-- Exercise inputs follows --

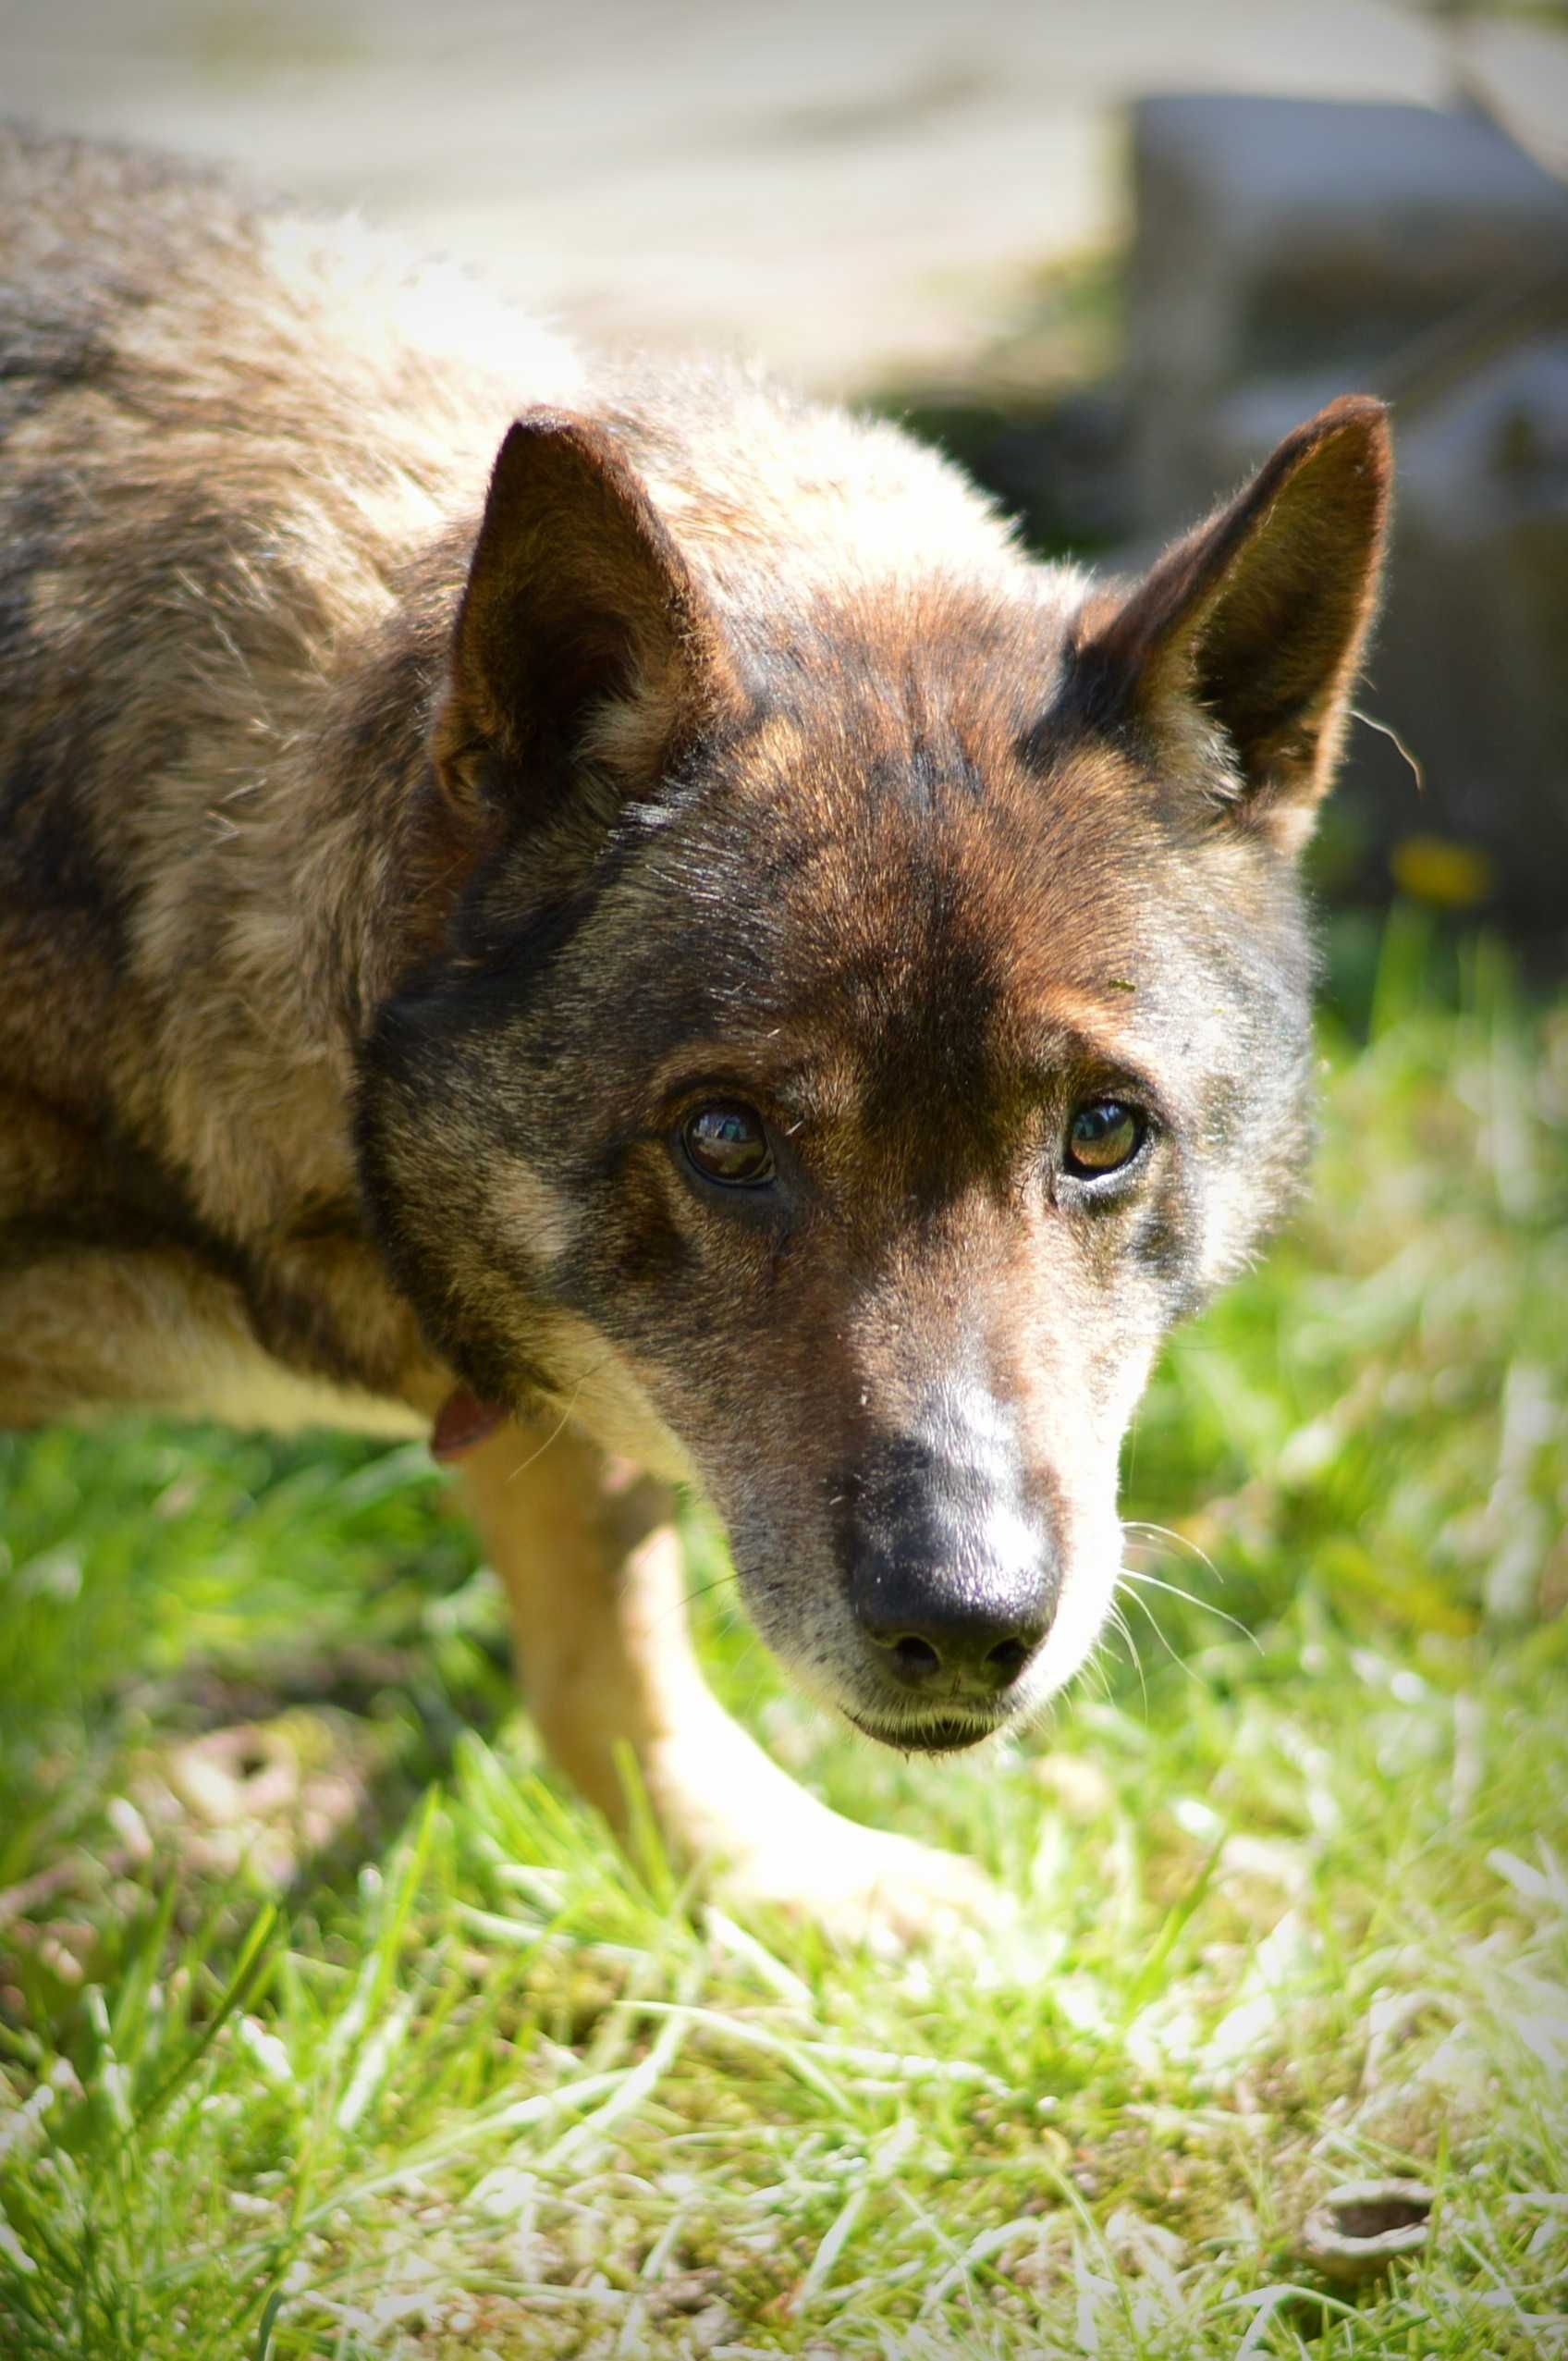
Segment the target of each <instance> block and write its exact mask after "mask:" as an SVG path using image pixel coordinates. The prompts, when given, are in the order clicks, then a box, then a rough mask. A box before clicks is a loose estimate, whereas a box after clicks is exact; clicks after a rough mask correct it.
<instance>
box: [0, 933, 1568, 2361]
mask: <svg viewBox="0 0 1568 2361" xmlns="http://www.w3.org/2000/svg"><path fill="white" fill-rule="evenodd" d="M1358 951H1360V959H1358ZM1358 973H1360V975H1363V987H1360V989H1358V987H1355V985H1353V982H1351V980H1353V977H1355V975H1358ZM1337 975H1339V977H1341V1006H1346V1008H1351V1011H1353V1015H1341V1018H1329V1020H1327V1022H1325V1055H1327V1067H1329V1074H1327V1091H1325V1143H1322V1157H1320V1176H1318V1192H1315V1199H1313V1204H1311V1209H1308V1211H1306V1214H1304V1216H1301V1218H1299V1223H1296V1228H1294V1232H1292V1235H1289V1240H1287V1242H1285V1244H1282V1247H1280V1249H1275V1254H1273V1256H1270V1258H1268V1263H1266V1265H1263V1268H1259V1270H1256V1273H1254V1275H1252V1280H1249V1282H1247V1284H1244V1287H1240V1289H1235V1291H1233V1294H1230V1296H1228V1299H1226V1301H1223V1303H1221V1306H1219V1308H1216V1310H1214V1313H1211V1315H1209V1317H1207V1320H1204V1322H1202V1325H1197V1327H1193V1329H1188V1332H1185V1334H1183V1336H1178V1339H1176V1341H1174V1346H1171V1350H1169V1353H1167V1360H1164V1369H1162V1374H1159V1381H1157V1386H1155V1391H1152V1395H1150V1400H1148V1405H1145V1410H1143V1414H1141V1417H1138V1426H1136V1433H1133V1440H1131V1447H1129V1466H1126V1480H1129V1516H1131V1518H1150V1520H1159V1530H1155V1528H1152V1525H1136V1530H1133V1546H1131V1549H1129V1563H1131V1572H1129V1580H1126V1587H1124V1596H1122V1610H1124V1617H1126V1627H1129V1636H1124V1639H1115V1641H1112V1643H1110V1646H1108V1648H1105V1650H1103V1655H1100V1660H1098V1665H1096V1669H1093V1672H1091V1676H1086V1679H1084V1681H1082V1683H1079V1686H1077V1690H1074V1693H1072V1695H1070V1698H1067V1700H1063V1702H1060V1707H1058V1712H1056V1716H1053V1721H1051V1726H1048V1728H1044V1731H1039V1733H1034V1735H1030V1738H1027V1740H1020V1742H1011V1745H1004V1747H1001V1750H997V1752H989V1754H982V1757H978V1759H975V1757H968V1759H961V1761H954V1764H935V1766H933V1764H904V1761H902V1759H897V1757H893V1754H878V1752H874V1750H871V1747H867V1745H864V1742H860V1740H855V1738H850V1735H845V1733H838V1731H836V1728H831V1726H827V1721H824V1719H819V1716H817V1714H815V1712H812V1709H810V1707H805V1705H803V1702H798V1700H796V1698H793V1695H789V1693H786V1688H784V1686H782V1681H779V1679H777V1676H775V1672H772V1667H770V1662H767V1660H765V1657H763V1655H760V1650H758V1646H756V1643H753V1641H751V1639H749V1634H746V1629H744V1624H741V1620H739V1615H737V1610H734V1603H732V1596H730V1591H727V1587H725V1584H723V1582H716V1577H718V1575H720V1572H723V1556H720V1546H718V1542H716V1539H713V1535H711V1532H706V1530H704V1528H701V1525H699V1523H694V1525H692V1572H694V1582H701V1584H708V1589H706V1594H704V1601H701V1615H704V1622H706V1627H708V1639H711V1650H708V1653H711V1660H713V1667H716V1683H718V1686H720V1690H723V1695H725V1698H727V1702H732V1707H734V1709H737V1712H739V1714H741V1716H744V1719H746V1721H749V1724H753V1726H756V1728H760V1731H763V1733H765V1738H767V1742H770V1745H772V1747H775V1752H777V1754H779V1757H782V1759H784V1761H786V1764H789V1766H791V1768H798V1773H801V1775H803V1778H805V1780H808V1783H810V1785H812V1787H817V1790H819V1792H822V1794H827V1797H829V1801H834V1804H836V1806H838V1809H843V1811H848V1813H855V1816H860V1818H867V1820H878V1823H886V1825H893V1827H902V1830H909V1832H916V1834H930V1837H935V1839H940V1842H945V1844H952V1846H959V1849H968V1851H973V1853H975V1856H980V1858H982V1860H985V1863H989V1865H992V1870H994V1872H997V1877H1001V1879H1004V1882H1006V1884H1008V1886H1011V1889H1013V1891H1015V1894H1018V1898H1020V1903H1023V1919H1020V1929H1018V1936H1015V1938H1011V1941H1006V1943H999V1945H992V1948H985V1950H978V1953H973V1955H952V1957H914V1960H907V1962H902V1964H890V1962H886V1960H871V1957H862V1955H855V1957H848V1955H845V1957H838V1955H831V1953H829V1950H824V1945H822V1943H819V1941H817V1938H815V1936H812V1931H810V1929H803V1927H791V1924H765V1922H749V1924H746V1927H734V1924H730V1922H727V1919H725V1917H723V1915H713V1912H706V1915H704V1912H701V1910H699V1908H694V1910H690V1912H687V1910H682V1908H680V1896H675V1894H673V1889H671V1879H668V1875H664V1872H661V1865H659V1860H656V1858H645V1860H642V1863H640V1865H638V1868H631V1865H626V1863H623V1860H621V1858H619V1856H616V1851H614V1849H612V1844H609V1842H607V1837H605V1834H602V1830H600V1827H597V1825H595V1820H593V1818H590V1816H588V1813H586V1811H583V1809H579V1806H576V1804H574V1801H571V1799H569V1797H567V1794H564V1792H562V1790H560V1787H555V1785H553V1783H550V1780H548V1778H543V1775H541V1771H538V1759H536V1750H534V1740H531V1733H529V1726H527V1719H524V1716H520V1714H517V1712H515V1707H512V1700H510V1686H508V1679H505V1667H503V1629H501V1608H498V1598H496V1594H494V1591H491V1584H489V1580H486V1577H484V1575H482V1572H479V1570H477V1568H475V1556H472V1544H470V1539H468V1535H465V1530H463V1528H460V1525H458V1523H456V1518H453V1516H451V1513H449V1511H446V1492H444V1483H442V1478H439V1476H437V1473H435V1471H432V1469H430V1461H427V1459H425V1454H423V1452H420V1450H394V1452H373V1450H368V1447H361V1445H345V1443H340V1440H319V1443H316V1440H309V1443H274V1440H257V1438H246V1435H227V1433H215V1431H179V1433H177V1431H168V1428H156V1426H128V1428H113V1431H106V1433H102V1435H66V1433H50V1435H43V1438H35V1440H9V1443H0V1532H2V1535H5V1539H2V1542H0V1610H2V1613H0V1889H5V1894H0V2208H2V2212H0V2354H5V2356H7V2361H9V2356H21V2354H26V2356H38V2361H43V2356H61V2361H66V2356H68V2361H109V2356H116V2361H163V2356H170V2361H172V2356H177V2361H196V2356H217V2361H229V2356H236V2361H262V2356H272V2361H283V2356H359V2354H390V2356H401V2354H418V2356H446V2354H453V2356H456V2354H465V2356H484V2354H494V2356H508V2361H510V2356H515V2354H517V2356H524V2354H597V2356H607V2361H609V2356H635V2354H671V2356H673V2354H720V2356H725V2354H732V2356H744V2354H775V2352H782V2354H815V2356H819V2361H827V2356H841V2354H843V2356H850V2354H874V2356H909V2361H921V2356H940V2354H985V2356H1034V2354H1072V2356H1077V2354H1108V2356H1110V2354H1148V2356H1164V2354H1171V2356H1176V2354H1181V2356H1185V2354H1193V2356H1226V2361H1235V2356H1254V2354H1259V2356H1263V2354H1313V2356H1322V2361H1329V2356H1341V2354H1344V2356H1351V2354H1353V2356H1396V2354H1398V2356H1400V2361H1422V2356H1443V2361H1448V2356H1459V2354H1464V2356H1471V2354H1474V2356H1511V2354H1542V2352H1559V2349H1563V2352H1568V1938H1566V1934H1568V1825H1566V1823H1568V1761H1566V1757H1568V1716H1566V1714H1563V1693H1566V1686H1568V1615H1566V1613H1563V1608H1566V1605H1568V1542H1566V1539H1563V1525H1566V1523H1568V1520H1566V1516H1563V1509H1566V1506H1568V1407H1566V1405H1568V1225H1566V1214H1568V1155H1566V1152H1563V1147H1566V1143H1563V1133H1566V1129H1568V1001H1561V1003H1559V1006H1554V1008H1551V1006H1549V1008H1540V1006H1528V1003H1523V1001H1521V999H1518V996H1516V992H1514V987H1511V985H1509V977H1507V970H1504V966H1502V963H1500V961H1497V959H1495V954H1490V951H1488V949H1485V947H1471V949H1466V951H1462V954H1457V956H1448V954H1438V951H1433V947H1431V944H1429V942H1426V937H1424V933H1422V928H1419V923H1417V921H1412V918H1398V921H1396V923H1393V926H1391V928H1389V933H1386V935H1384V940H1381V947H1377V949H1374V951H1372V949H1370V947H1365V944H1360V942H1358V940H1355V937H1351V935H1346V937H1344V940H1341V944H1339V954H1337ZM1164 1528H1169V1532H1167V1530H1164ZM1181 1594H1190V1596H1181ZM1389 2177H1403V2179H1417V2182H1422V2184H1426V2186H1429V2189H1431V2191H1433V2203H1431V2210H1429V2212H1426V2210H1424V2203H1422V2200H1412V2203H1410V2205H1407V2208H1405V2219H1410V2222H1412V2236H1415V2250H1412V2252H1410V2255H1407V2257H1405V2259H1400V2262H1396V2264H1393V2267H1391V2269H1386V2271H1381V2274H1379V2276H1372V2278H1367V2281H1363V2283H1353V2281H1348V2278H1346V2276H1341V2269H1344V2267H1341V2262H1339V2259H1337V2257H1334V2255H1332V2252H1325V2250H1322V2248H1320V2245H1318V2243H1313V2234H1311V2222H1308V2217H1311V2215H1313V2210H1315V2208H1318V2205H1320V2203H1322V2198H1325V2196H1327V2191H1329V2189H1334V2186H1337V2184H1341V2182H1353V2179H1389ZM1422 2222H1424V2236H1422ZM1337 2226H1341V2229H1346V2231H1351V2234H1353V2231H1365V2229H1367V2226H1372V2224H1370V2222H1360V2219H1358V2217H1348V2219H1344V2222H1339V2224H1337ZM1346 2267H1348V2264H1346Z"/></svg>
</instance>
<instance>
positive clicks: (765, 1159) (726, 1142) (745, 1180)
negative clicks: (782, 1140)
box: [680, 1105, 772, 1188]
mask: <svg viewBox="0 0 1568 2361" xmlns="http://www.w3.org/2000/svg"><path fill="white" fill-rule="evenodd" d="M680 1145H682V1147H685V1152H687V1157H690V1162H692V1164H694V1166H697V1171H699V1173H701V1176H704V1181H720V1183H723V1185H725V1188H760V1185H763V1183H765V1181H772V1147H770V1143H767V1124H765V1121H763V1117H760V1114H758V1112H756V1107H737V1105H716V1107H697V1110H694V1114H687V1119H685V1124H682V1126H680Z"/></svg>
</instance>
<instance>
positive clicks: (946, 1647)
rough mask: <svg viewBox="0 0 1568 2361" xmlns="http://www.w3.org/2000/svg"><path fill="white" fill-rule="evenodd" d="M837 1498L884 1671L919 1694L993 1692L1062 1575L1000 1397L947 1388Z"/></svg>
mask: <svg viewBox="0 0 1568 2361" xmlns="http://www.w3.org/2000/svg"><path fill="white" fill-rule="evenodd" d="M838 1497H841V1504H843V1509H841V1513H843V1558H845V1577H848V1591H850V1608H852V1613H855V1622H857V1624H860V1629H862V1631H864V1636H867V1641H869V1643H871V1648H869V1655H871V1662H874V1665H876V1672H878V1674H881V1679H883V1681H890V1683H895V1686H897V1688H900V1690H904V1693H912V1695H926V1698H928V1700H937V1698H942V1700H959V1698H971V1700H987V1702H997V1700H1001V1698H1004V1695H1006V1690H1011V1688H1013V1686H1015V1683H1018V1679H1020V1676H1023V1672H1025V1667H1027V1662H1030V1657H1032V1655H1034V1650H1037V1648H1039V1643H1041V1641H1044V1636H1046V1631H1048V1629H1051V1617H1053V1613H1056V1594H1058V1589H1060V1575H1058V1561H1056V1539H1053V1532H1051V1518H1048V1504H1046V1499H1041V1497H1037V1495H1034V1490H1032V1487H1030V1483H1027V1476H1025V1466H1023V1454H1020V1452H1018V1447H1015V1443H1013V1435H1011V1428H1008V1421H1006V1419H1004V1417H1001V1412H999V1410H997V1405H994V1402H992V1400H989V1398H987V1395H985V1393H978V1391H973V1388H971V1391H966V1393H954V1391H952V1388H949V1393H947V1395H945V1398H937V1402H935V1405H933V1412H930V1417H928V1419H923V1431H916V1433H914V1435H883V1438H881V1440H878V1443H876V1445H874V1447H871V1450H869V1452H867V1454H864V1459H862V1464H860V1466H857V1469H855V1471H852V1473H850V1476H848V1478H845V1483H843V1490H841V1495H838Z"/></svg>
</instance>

-- Exercise inputs concluded --

**Activity:** Report every line of the data in which "positive" appears.

**Completed task:**
positive clicks: (765, 1159) (726, 1142) (745, 1180)
positive clicks: (946, 1647)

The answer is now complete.